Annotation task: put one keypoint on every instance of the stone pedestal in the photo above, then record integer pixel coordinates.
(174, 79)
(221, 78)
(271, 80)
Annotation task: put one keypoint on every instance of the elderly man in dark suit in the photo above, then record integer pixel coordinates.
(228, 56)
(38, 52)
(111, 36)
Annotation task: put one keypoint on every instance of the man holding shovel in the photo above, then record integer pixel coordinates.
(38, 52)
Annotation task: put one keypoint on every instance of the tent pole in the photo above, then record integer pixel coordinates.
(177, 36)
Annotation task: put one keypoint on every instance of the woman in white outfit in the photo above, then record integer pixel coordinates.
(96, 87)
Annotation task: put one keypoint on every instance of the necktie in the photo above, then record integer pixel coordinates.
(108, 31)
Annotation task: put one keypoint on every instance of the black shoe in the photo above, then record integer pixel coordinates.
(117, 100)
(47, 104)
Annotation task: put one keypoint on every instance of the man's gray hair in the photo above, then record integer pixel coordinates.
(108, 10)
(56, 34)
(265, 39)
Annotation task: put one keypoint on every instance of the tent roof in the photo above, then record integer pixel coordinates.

------------------------------------

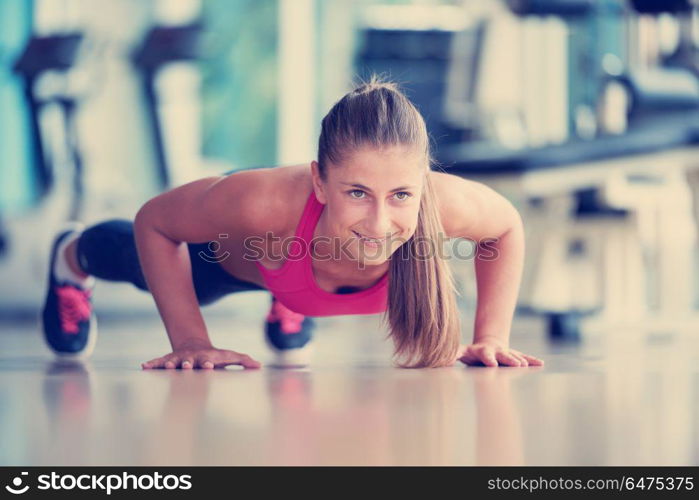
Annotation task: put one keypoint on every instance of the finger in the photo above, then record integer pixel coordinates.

------------------------------------

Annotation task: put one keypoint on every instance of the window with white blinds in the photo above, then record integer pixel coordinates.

------------------------------------

- **WHAT NEEDS TO BE DONE**:
Produce a word-for-word copy of everything above from the line holding "the tent pole" down to the line holding "the tent roof", with both of those lines kept.

- **RESPONSE BELOW**:
Annotation task: put one keypoint on every instance of the tent pole in the photo above, then record integer pixel coordinates.
(177, 36)
Annotation task: put one keypoint on every instance of the woman in white outfit in the photo above, then record integer pixel coordinates.
(96, 87)
Annotation task: put one keypoint on every instance of the necktie in the photo above, then record integer pixel coordinates.
(108, 31)
Annotation task: put one keypoint on every instance of the black shoe in the photo above, then record integer pixel coordinates.
(117, 100)
(47, 104)
Annotation task: put one keypoint on every instance of the man's gray hair in the photo above, then record integer pixel coordinates.
(108, 10)
(56, 34)
(265, 39)
Annotation task: put one keypoint on every instance of the tent roof in the photo above, then record integer pixel coordinates.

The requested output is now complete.